The request: In the rows below, switch "cabinet" to "cupboard" wherever it appears and write the lines out again with nothing else altered.

──────── Record excerpts

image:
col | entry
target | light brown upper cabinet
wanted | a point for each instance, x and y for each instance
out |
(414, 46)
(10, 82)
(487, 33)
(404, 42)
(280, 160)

────────────────

Task output:
image:
col | entry
target | light brown upper cupboard
wanted | a point for each instance, x and y for each instance
out |
(414, 46)
(10, 82)
(487, 33)
(404, 42)
(280, 160)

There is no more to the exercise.